Text segment:
I.N.T.O. members are being currently given the hard sell on benchmarking by the C.E.C., the government and by I.B.E.C. However we should always remember that in the area of selling and marketing, the truth is often the first casualty. And so it is with benchmarking. Many of the claims being made about it are couched in the language of conjecture, speculation and half-truths. As a result we are asked to have faith in an unknown process and effectively suspend all scepticism in favour of wishful thinking. The time has come to expose benchmarking for what it is: A Strategic Management Device to introduce private sector criterion into our pay determination systems.
But surely the benchmarking body will be honour-bound to take a sympathetic view of teachers’ pay difficulties?
It’s time to take off the rose-tinted glasses on this one. Just look at the composition of the body itself. Four out of the six come from the world of business and senior management. The other two are ex-trade unionists, one now a banker, the other of note for his claim that teachers expect to use the C&A scheme like an ATM machine. Neither of them publicly supported us in the 86/87 campaign for a special pay increase.

Extracted data entries:

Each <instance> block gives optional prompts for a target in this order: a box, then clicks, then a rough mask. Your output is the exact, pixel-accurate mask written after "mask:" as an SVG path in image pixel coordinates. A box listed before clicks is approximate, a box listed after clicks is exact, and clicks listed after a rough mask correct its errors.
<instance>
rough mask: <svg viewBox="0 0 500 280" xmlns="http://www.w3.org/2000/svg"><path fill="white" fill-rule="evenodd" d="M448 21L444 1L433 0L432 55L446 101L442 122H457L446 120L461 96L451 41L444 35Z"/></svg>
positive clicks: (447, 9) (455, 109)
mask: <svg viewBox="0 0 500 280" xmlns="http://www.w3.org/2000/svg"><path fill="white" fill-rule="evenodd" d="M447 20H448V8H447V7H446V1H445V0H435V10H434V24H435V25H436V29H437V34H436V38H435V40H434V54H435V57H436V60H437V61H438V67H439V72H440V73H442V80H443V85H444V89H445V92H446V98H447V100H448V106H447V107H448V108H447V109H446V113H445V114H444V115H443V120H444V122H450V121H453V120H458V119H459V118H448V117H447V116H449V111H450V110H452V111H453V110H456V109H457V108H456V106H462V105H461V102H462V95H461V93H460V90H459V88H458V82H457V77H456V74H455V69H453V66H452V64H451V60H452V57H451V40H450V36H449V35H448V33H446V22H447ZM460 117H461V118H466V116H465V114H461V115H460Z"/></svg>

Task directions:
Transcribe the text on benchmarking from "I.N.T.O. members are" to "teachers’ pay difficulties?". These entries have no connection to the text on benchmarking.

Written response:
I.N.T.O. members are being currently given the hard sell on benchmarking by the C.E.C., the government and by I.B.E.C. However we should always remember that in the area of selling and marketing, the truth is often the first casualty. And so it is with benchmarking. Many of the claims being made about it are couched in the language of conjecture, speculation and half-truths. As a result we are asked to have faith in an unknown process and effectively suspend all scepticism in favour of wishful thinking. The time has come to expose benchmarking for what it is: A Strategic Management Device to introduce private sector criterion into our pay determination systems.
But surely the benchmarking body will be honour-bound to take a sympathetic view of teachers’ pay difficulties?